→ Page:
# Understanding Volume and Gain....



## Beach Bob (Sep 12, 2009)

I was trying to describe the difference between what a volume knob does and what a gain knob does and realized, that I THINK I know the difference...but am not 100% sure... Googling the issue just brings up tons and tons of conflicting opinions.... 

So..here is what I believe is happening... based upon my minimal knowlege of a three tube pre-amp (call the tubes V1, V2 and V3).... 

The signal goes from the guitar to V1 and gets boosted up to a usable level...

The volume knob reduces the signal based upon the volume level (i.e. full volume = 0 reduction)

The boosted signal goes to V2 for further boosting... the amount of boost determined by the GAIN knob. The gain knob is controlling the voltage differential on the tube and does not actually interact with the signal directly.

From V2 the signal goes thru the tone stack and into V3 for boost to make up for the loss caused by the tone stack.


At a very simplistic level, is this correct? In my head the primary distinction between volume and gain is that volume is a resistor on the signal path and directly interacts with the signal whereas gain controls the amount the voltage differential (i.e. boost) of V2 and doesn't directly interact with the signal.....


----------



## Cups (Jan 5, 2010)

Gain comes first. Volume is usually after the tone stack right before the phase inverter. (I'm aware of volumes being placed in different areas, like post phase inverter)


----------



## Wild Bill (May 3, 2006)

Beach Bob said:


> At a very simplistic level, is this correct? In my head the primary distinction between volume and gain is that volume is a resistor on the signal path and directly interacts with the signal whereas gain controls the amount the voltage differential (i.e. boost) of V2 and doesn't directly interact with the signal.....


In a word, no! :applouse:

In both cases, the knob is controlling signal. What makes it more confusing is that there is no standard point to insert a control that is called GAIN. That is something some marketing guy pulled out of his butt!.

Think of it this way. A signal is amplified by a tube stage and tube stages can be cascaded, stage following stage until finally the signal is fed to the power tubes and then out to the speaker. 

In the early days, there was only one control for the signal level, called a VOLUME control. Usually, it was after the very first amplifying stage. Then the JMP evolved to a higher level and an additional control was added, right between the output of the preamp and the phase inverter stage that drove the power tubes. This was called a master volume - the idea was that you could crank up the input level of the signal for more distortion yet have the master volume cut that signal (now distorted) down to reduce the final volume from the speakers. You would have a distorted tone but not necessarily loud!

→ Records supplied:
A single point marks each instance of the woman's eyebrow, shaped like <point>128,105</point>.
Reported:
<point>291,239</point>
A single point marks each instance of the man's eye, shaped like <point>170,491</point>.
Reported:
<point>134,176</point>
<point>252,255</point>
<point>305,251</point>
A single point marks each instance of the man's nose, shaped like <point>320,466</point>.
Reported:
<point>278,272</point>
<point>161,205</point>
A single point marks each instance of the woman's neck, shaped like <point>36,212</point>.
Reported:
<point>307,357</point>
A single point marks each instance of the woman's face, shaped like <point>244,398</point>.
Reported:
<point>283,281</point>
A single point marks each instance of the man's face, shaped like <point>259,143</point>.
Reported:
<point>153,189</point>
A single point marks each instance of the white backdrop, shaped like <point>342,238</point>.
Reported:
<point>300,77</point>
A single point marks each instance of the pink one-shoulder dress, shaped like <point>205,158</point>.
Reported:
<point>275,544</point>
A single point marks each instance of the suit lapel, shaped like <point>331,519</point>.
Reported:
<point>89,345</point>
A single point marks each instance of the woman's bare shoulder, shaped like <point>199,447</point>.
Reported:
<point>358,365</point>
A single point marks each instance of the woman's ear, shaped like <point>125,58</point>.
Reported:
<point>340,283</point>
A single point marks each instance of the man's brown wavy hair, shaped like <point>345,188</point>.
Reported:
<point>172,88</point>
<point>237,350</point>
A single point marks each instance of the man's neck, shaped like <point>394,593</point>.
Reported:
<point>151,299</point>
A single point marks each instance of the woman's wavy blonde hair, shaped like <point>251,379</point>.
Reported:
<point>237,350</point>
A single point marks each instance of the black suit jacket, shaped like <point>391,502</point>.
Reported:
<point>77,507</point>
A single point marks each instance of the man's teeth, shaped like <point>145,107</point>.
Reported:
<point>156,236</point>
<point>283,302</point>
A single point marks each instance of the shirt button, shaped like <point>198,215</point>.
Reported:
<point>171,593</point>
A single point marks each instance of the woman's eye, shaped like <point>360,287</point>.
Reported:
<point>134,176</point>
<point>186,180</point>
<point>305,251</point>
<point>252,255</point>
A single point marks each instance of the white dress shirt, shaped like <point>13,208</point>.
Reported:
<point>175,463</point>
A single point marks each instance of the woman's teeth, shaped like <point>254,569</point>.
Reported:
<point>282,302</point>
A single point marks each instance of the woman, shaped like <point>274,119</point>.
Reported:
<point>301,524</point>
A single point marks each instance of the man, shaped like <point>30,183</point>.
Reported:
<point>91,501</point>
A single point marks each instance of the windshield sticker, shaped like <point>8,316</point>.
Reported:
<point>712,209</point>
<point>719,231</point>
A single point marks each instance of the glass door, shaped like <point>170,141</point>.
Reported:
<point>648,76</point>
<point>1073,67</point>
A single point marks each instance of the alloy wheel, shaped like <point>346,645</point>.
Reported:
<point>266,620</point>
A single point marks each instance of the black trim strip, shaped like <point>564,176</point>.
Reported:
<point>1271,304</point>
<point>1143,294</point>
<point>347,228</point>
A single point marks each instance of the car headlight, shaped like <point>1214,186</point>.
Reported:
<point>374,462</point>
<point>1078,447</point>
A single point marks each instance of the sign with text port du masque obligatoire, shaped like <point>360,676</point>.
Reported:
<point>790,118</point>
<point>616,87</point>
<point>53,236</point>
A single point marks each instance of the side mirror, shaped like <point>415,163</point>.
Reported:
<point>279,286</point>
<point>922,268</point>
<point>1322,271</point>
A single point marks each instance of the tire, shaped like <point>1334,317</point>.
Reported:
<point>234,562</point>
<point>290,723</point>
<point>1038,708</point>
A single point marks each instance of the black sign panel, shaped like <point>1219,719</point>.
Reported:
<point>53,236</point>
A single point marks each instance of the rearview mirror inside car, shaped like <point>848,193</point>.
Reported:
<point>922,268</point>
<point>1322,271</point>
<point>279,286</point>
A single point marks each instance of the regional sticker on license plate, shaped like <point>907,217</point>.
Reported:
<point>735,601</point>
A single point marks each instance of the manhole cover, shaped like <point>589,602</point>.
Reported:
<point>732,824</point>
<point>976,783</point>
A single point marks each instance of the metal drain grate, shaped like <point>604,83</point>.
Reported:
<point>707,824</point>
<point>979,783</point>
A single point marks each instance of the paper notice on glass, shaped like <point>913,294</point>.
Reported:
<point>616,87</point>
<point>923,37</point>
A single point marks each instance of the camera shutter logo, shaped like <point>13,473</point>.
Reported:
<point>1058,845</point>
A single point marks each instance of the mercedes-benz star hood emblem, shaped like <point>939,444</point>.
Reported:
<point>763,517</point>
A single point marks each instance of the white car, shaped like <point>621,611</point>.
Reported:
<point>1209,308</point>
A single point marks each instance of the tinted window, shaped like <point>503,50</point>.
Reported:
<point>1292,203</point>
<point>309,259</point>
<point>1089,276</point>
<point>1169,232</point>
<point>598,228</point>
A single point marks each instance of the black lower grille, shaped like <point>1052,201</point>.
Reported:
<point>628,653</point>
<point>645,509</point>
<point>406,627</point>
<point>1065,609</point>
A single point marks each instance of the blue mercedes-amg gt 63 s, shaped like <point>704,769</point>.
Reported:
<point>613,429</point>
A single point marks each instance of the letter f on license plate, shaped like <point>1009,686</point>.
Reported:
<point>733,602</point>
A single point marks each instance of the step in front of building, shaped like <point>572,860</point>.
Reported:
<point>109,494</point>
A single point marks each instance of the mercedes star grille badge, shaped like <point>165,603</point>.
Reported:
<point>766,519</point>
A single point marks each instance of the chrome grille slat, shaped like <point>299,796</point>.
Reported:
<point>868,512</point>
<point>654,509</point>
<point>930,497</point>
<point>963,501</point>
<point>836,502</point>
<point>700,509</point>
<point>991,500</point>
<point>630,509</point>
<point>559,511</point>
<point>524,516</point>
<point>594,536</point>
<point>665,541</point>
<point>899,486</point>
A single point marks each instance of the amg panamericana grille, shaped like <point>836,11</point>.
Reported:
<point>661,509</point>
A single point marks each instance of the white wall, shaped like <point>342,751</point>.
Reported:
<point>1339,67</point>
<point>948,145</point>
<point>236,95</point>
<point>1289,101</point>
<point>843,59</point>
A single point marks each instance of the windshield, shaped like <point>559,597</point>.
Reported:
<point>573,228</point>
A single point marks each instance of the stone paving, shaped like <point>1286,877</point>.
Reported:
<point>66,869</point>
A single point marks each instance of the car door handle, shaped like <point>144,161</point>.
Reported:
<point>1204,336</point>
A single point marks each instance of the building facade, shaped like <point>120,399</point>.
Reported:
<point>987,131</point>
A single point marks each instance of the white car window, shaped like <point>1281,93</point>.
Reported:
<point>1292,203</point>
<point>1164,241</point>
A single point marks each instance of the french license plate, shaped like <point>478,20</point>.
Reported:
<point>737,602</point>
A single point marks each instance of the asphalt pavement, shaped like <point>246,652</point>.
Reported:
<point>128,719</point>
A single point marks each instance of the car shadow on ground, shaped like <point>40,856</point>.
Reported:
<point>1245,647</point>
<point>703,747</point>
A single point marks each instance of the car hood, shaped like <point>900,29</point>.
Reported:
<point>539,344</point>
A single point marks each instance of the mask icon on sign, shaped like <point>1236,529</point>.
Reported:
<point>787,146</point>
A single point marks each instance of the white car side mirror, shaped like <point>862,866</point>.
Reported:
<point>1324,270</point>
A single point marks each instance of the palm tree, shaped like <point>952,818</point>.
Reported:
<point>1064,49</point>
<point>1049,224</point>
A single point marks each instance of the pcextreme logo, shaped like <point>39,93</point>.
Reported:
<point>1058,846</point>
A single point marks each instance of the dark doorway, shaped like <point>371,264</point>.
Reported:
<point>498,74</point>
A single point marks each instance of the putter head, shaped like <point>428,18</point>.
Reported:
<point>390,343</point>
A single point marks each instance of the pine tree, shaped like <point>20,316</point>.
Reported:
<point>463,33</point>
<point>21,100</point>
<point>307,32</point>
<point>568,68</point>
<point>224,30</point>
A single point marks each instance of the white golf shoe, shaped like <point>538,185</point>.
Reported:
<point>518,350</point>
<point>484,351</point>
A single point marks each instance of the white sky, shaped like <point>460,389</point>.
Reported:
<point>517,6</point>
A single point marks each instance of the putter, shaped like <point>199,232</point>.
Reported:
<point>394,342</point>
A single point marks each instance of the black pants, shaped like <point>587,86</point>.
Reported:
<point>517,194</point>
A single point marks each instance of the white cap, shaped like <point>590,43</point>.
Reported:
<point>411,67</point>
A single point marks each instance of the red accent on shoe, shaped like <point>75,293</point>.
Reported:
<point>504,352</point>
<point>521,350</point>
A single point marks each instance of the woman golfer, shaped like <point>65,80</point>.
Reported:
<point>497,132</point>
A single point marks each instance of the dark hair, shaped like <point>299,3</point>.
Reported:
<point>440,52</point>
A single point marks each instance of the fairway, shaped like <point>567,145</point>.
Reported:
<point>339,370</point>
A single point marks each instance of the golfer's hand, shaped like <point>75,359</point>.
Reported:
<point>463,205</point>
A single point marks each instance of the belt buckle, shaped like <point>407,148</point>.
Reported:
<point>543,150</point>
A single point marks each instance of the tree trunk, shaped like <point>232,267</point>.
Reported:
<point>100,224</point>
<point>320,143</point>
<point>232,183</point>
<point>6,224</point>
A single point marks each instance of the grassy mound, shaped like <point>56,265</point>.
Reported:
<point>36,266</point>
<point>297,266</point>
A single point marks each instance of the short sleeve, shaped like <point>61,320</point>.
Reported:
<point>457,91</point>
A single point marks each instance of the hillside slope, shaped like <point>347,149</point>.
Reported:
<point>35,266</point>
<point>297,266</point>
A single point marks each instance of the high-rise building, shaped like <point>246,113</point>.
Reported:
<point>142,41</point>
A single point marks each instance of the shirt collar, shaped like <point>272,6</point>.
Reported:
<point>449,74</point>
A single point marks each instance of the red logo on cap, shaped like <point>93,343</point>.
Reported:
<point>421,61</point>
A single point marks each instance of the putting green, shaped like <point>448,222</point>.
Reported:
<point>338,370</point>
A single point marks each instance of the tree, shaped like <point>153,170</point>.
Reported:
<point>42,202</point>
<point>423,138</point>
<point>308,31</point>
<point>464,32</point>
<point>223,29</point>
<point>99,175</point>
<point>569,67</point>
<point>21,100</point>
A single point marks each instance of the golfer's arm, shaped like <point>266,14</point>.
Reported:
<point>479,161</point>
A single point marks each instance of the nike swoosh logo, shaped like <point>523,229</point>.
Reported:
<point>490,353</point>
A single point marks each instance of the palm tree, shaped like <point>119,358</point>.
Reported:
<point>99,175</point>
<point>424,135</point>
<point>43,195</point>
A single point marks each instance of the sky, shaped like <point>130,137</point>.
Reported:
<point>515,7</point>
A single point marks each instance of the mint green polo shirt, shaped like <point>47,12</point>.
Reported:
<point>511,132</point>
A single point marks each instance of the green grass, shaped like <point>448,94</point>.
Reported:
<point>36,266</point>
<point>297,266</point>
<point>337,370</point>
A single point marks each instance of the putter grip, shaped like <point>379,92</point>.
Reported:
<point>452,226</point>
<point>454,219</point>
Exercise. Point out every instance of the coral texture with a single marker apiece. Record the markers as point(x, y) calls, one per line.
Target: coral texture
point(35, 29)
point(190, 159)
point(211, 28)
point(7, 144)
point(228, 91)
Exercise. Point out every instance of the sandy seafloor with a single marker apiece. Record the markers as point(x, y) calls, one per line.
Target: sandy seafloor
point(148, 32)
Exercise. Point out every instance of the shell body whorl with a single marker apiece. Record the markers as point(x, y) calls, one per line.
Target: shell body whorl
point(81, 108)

→ Written task A:
Answer these about the volume and gain thread:
(i) Where does Cups say the volume control usually sits?
(ii) In the early days, what was the only control for signal level called?
(iii) What does Beach Bob say Googling the issue brings up?
→ Written task B: Please print the volume and gain thread from "The signal goes from" up to and including "volume = 0 reduction)".

→ Finished answer A:
(i) After the tone stack, right before the phase inverter.
(ii) A VOLUME control.
(iii) Tons and tons of conflicting opinions.

→ Finished answer B:
The signal goes from the guitar to V1 and gets boosted up to a usable level...

The volume knob reduces the signal based upon the volume level (i.e. full volume = 0 reduction)